TASK GOAL
Scale the records below by writing every line out again, requests included. Multiply each coordinate in the answer outlines by 1.7 and round to the nearest whole number, with halves going up, but leave the numbers in the requests and their sample outputs unchanged.

:: INFORMATION SHOWN ::

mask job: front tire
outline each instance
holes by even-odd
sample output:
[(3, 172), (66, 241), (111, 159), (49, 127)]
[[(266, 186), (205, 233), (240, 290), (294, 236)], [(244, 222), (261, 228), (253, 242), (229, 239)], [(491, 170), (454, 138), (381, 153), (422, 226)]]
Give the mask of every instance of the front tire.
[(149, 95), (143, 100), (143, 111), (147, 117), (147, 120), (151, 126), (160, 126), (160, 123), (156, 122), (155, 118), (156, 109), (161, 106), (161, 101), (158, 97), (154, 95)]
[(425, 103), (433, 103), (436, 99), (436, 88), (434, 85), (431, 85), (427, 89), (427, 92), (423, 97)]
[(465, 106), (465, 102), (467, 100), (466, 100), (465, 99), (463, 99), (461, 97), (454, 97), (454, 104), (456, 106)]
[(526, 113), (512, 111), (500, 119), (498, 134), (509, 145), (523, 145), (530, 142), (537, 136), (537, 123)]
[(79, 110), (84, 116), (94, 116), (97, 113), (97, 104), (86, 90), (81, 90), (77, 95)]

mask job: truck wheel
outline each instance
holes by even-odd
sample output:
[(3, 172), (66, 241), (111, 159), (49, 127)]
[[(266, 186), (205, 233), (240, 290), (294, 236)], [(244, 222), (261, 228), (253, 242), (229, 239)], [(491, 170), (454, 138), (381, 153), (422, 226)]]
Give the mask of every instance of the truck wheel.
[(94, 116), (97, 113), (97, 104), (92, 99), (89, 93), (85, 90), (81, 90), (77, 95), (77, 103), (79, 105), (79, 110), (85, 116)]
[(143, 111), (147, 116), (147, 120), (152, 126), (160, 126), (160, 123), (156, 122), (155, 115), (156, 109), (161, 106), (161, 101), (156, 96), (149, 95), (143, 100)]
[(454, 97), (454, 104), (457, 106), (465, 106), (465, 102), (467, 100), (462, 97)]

:::

RESPONSE TO THIS TASK
mask job: front tire
outline each instance
holes by even-odd
sample output:
[(3, 172), (66, 241), (111, 159), (49, 127)]
[[(266, 186), (205, 233), (240, 290), (294, 236)], [(244, 222), (261, 228), (253, 242), (229, 239)], [(491, 170), (454, 138), (381, 153), (422, 226)]]
Give the mask of every instance of the front tire.
[(253, 162), (243, 170), (243, 189), (250, 199), (250, 204), (257, 214), (272, 214), (272, 209), (265, 207), (264, 201), (265, 185), (274, 180), (274, 172), (269, 165), (262, 162)]
[(723, 175), (736, 175), (741, 168), (741, 150), (738, 145), (733, 145), (726, 151), (726, 156), (719, 165)]
[(791, 180), (791, 173), (794, 170), (792, 170), (791, 168), (787, 168), (784, 165), (772, 165), (772, 177), (775, 180)]
[(894, 192), (870, 189), (850, 202), (847, 228), (865, 247), (889, 247), (901, 241), (913, 231), (913, 209)]
[(134, 187), (143, 197), (160, 197), (165, 192), (165, 177), (146, 153), (138, 153), (131, 162)]

mask job: truck wheel
outline each instance
holes by even-odd
sample output:
[(3, 172), (66, 241), (111, 159), (49, 127)]
[[(266, 186), (205, 233), (240, 290), (294, 236)], [(244, 222), (261, 228), (253, 242), (229, 239)], [(491, 170), (454, 138), (381, 153), (422, 226)]]
Give the mask of every instance of the truck wheel.
[(160, 197), (165, 192), (165, 177), (156, 168), (151, 158), (145, 153), (138, 153), (131, 162), (131, 175), (134, 179), (134, 187), (145, 197)]
[(243, 189), (250, 197), (250, 204), (258, 214), (272, 214), (272, 209), (265, 207), (264, 196), (265, 185), (274, 180), (274, 172), (265, 163), (253, 162), (243, 170)]
[(772, 165), (772, 177), (777, 180), (791, 180), (791, 173), (794, 170), (785, 165)]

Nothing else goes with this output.